- _YOUR GOAL_: Please pull out the passage of the oil change thread word for word, starting with "Thanks guys, I" and going on through "canister faces downwards.".

- _DOCUMENT SECTION_:
# Oil Change on 1982 633 Csi



## SNMCoakley (Feb 10, 2009)

I went to my local oil change place today, to get my oil changed of course. They told me i would have to get an oil filter from the local autozone before they could change my oil. Me not being technical at all, i went and got it. I took it to the oil change place, and after 40 minutes they called me an told me they could not figure out how to change the oil. LOL, is it really that hard on a 1982 633csi? Does anyone have a link to post for instructions. Can anyone here help? I would be happy to do it myself, but i dont know how. 

Any answers are appreciated!

Thanks guys, I love my new car, now that i have fixed it i want to take care of it, I didnt realize the power those little sixers have until i got mine in tip top. LOL

Thanks!

Melissa


----------



## Sixdown (Mar 5, 2008)

The oil filter should be on the right side of the block in a canister near the bottom. The canister faces downwards.

- _DATA SUPPLIED_:
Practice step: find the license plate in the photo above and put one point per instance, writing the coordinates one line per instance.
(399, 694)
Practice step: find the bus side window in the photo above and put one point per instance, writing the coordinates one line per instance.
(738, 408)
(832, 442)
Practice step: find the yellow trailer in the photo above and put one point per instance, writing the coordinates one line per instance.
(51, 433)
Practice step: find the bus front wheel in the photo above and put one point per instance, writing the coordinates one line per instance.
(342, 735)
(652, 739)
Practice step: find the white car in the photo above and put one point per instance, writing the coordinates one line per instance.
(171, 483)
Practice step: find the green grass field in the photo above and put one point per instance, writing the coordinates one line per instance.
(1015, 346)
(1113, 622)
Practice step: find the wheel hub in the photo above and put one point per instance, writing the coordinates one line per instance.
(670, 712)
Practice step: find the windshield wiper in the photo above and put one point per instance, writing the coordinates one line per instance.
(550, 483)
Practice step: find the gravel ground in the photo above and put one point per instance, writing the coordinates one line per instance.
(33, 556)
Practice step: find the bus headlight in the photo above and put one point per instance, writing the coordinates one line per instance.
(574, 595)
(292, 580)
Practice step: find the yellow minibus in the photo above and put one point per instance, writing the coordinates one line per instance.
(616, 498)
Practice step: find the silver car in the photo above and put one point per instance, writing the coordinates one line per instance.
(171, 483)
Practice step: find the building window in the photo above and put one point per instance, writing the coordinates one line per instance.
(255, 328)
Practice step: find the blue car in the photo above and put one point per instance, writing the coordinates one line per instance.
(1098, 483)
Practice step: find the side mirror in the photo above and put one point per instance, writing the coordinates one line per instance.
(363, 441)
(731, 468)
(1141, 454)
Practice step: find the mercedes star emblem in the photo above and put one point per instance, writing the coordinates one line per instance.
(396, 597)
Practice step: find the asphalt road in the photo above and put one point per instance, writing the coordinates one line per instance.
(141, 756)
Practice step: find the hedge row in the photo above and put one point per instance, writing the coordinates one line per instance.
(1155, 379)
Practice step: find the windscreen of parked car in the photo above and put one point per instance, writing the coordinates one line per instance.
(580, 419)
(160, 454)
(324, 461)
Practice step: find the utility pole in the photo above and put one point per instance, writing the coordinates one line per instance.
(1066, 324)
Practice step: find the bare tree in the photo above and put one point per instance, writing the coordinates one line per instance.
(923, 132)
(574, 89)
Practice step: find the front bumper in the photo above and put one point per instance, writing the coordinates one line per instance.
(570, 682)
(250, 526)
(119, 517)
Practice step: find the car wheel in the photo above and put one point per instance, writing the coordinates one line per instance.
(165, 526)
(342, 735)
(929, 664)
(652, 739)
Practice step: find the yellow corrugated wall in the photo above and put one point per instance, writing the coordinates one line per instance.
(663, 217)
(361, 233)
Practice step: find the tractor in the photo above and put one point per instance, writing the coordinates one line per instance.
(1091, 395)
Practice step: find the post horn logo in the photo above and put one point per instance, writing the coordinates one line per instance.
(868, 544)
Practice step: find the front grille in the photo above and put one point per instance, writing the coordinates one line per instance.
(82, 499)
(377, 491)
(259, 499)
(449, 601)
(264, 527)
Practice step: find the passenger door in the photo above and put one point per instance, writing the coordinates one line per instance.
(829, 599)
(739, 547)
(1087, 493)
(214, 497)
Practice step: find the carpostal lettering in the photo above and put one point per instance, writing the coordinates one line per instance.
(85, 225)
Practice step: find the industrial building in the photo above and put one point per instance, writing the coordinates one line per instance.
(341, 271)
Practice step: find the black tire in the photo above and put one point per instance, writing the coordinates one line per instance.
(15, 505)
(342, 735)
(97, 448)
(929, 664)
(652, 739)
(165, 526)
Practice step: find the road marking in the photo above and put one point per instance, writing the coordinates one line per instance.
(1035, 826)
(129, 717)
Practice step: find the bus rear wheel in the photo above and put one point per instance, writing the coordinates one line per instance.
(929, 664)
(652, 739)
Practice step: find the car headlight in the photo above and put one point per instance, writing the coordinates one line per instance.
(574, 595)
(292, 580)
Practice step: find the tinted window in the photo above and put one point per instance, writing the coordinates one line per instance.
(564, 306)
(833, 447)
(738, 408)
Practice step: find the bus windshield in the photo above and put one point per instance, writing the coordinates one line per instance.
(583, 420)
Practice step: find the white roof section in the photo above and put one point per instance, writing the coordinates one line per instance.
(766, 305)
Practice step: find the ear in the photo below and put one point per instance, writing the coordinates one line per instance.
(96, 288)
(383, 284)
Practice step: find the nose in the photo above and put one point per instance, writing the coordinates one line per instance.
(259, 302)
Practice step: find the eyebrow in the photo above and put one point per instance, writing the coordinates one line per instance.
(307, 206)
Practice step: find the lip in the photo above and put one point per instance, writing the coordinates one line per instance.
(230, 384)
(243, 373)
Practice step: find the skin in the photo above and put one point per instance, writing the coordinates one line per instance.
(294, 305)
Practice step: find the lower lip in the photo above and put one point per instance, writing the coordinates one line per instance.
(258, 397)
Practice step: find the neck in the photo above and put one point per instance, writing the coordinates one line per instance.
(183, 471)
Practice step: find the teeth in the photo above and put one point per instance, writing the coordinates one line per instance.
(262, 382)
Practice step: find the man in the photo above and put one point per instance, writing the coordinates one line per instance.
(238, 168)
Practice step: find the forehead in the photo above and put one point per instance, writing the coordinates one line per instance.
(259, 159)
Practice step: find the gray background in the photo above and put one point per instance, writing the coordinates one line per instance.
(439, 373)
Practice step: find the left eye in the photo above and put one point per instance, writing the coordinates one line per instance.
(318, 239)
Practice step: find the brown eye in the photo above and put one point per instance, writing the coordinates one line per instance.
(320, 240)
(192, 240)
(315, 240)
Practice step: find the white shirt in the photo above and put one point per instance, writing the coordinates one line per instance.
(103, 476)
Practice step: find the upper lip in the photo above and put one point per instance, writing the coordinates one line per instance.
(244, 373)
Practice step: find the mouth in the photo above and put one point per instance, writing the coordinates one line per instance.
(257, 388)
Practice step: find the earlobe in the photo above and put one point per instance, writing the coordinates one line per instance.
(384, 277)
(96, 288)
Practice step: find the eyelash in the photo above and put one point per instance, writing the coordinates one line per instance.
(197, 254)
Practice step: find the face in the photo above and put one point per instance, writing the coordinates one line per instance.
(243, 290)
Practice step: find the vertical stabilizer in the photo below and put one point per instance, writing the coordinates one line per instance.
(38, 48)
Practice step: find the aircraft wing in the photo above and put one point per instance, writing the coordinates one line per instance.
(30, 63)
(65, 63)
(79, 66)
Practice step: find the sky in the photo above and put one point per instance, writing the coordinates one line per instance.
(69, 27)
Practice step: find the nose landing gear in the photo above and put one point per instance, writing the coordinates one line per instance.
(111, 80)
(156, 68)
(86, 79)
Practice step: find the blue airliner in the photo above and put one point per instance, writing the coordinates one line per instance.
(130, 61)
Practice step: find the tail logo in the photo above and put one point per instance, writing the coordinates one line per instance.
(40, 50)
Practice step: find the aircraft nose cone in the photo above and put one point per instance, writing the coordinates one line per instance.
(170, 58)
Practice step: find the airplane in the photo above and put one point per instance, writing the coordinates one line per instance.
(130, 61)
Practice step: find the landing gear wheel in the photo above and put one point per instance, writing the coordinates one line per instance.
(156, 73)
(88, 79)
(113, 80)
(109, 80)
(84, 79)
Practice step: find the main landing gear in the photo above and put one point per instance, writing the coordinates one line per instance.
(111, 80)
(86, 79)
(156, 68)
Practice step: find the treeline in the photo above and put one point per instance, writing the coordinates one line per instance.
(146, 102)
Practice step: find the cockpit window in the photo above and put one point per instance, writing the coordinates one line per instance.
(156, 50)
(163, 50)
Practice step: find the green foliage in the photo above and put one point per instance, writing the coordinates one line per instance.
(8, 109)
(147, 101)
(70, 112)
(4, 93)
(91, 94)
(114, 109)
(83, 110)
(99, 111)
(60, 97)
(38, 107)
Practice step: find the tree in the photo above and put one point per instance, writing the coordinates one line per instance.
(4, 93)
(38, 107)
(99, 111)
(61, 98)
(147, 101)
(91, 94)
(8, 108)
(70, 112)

- _EXERCISE SOLUTION_:
Thanks guys, I love my new car, now that i have fixed it i want to take care of it, I didnt realize the power those little sixers have until i got mine in tip top. LOL

Thanks!

Melissa


----------



## Sixdown (Mar 5, 2008)

The oil filter should be on the right side of the block in a canister near the bottom. The canister faces downwards.